SELECTED TEXT =
○ ○ ○ ○ ○ ○ ○

Solution of damped oscillation D.E.

[uday1236]

d²x + 2Kdx + w₀ ² x(t) = 0
dt dt


while solving this we assume the solution to be of form x = f(t)e^-kt

why is this exponential taken?

 

[Philip Wood]

Because the solution to the equation is known to be of this form! You are, if you like, assuming the form of the answer in advance! This is quite a common procedure in 'solving' differential equations.

If your physical intuition is good, you could identify the $2k\frac{dx}{dt}$ term as due to a resistive force, and guess that there'd be an exponential decay factor in the solution.

Once you've made the substitution $x = e^{-kt} f(t)$, you have a differential equation for $f(t)$, which is just the ordinary shm equation with angular frequency $\omega$ given by $\omega^2 = \omega_0^2 - k^2$, provided that $\omega > k$. So the solution can be seen immediately, by elementary methods, to be the product of sinusoidally oscillating, and exponential damping, factors. [If $\omega < k$ we have a non-oscillatory fall-off in x with time.]

Making the substitution $x = e^{-kt} f(t)$ involves a bit of drudgery and, imo, one might as well go the whole hog and (if $\omega > k$) make the substitution $x=Ae^{-kt}sin ({\omega t + \epsilon})$ at the outset. You'll find that this expression does fit, provided that $\omega^2 = \omega_0^2 - k^2$.

○ ○ ○ ○ ○ ○ ○

LIST OF TASKS =
1 > Print every line of the entries exactly, from the line containing "Practice step: indicate the stall" down to the end of the entries.
2 > Proceed with the thread on solving the damped oscillation equation, picking up after its last sentence.

○ ○ ○ ○ ○ ○ ○

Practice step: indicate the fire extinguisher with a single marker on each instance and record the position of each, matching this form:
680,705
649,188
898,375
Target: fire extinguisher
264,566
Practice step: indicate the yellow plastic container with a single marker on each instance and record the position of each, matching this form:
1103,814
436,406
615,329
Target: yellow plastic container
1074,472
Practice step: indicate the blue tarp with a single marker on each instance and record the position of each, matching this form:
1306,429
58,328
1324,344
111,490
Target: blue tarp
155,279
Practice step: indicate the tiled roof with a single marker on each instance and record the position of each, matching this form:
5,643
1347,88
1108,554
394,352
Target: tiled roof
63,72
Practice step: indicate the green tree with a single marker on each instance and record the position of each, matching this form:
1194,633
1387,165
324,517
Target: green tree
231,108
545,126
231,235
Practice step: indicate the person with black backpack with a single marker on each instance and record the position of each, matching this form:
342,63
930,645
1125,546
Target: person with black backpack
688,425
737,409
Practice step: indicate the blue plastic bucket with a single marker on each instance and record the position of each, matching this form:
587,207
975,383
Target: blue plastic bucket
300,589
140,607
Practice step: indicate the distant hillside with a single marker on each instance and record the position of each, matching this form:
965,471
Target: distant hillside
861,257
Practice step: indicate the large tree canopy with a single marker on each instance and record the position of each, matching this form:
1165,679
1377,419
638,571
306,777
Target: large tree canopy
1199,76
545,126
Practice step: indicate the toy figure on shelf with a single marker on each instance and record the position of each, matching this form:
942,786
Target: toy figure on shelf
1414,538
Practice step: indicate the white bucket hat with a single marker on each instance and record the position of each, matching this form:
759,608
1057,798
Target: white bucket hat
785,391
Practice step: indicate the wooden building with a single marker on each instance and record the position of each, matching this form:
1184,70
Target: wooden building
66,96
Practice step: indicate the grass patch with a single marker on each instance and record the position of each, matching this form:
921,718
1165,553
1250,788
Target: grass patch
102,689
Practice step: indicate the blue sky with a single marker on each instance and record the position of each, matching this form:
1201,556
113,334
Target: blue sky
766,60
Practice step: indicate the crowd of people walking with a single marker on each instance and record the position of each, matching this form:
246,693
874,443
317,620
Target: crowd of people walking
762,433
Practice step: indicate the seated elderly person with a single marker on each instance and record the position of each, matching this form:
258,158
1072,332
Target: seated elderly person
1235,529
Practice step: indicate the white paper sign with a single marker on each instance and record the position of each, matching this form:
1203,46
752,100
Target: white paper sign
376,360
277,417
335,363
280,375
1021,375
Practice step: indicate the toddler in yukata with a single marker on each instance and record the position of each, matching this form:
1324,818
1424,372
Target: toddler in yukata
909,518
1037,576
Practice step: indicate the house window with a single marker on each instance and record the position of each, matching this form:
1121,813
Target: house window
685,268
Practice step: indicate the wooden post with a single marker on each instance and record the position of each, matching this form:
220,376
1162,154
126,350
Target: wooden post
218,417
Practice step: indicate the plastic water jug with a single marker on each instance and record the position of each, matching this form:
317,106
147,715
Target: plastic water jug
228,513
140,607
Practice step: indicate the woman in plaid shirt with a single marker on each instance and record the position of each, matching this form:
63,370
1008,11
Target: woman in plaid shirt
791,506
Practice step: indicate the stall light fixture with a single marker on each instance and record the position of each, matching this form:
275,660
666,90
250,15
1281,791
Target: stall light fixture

○ ○ ○ ○ ○ ○ ○

ANSWERS TO THE TASKS =
1 >
Practice step: indicate the stall light fixture with a single marker on each instance and record the position of each, matching this form:
275,660
666,90
250,15
1281,791
Target: stall light fixture

2 >
If you're happy with complex numbers, and the idea of linear combinations, there is a very slick method which simply requires you to substitute $x=Ae^{-\alpha t}$. Alpha turns out to be complex if $\omega > k$, and you need to form a linear combinations of two solutions. The mathematics is a bit more advanced than that needed for the substitution $x = e^{-kt} f(t)$ or $x=Ae^{-kt}sin ({\omega t + \epsilon})$.

 

[Philip Wood]

In previous post $\omega > k$ should read $\omega_0 > k$, and $\omega < k$ should read $\omega_0 < k$. Sorry.